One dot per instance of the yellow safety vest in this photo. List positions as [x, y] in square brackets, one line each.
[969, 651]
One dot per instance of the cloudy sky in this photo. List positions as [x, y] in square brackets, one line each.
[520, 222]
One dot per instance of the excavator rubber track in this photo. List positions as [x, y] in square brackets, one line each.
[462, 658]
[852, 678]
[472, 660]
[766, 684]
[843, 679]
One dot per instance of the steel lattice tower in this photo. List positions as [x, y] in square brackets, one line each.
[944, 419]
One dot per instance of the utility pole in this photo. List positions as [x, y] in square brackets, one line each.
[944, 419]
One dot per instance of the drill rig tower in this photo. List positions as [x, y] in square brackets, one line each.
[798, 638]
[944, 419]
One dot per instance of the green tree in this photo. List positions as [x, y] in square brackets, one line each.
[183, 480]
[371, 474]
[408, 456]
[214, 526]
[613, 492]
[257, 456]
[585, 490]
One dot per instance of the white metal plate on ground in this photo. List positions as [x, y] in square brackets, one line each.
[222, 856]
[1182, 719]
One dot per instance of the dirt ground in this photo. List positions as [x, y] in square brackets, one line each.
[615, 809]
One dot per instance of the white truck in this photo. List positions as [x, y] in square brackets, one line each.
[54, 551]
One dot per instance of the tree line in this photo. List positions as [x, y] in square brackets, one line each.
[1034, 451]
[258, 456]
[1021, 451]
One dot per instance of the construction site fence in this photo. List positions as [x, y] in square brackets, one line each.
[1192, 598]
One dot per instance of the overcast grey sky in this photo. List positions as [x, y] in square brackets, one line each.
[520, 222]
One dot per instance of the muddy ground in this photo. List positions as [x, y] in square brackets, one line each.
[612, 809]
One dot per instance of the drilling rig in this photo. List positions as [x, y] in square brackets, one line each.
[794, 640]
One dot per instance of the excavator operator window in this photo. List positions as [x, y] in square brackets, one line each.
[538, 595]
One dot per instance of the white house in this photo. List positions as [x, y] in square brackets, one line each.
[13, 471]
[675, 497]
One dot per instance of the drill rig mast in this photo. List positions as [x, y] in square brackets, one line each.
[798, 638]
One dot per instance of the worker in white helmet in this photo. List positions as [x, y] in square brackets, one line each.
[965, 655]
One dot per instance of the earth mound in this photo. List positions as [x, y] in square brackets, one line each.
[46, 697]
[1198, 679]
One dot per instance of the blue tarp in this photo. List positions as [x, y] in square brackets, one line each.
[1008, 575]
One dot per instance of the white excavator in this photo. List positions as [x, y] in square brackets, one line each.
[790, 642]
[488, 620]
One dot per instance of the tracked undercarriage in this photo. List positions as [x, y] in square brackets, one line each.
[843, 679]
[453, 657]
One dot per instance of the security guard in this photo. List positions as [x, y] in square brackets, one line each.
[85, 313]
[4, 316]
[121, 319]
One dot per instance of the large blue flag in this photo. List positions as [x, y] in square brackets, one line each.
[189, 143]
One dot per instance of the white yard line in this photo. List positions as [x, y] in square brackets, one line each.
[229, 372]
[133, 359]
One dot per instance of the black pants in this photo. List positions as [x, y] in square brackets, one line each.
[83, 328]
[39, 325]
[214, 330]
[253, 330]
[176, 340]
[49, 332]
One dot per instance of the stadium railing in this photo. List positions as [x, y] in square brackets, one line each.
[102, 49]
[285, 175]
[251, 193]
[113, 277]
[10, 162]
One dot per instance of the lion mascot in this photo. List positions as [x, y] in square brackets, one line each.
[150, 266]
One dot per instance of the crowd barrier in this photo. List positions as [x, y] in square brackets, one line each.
* * * * *
Assignment
Write each entry out again, exactly as it reads above.

Completed task
One dot per instance of the yellow safety vest in this photo. List positions as [x, y] in square brackets, one line each.
[969, 651]
One dot per instance of the cloudy sky in this photo. List positions as [x, y] in square brackets, one line each.
[520, 222]
One dot per instance of the excavator rubber track in this photo. List positions as [x, y] in square brackets, one line each.
[462, 658]
[852, 678]
[472, 660]
[766, 684]
[843, 679]
One dot per instance of the steel lattice tower in this photo. List positions as [x, y] in square brackets, one line each.
[944, 419]
One dot per instance of the utility pole in this photo. List positions as [x, y] in square brackets, one line each.
[944, 419]
One dot per instance of the drill rig tower in this photo. List positions as [x, y] in square brackets, one line each.
[798, 638]
[944, 419]
One dot per instance of the green tree in this photo. List positions as [x, y] in square brackets, one line each.
[183, 480]
[371, 474]
[408, 456]
[214, 526]
[613, 492]
[257, 456]
[585, 490]
One dot per instance of the white metal plate on ground in this photo. List positions as [x, y] in square brackets, one line each.
[222, 856]
[1182, 719]
One dot per instance of the dirt ground in this photo. List positions as [x, y] in square brackets, one line each.
[615, 809]
One dot per instance of the white truck in this photo. List positions as [x, y] in square brackets, one line each.
[54, 551]
One dot per instance of the tree line in this photo. List positions as [x, y] in square brackets, one line each.
[1034, 451]
[258, 456]
[1021, 451]
One dot per instance of the construction site fence in this photo. List positions as [x, y] in square brackets, one line each.
[1192, 598]
One dot per instance of the overcast grey sky in this photo. List positions as [x, y] in square brackets, one line each.
[520, 222]
One dot per instance of the muddy ground in this photo. List positions as [x, y] in square brackets, one line each.
[612, 809]
One dot per instance of the drilling rig in this photo. List positions as [x, y] in square brackets, one line each.
[794, 640]
One dot per instance of the excavator operator window in this photo. List positions as [x, y] in square brackets, one line each.
[538, 595]
One dot per instance of the white house in this photo. List positions as [x, y] in square brackets, one line each.
[13, 471]
[675, 497]
One dot per instance of the drill rig mast in this photo. List positions as [x, y] in square brackets, one line each.
[798, 638]
One dot per instance of the worker in white helmet in this photo. List positions as [x, y] in square brackets, one line each.
[965, 655]
One dot per instance of the earth mound in this photo. List positions as [x, y] in square brackets, one line each.
[46, 697]
[1198, 679]
One dot per instance of the blue tarp in this photo. List positions as [x, y] in square brackets, one line each.
[1008, 575]
One dot per instance of the white excavator in this photo. List positions as [x, y] in square brackets, one line each.
[790, 642]
[488, 620]
One dot per instance of the tracked undercarriage in this photo. List positions as [x, y] in square brackets, one line each.
[843, 679]
[453, 657]
One dot per instance of the security guard in this photo. List positions as [x, y] in square brackets, one line each.
[85, 313]
[4, 316]
[121, 319]
One dot per instance of the large blue flag in this photo. List positions as [x, y] in square brackets, one line each.
[189, 143]
One dot per instance of the white yard line in this photo. List positions as [x, y] in square brackets, one line each.
[229, 372]
[133, 359]
One dot per instance of the black pants in this photo. List positions as [x, y] in square brackets, one line each.
[83, 328]
[39, 325]
[214, 330]
[253, 330]
[176, 340]
[49, 332]
One dot per instance of the stadium railing in this photo. List positions as [x, y] in square brackets, one line each.
[102, 49]
[285, 175]
[251, 193]
[113, 277]
[10, 162]
One dot per instance of the lion mascot in this photo. List positions as [x, y] in square brackets, one line each.
[150, 266]
One dot per instance of the crowd barrier in this photo. List positions as [x, y] in square brackets, one line each.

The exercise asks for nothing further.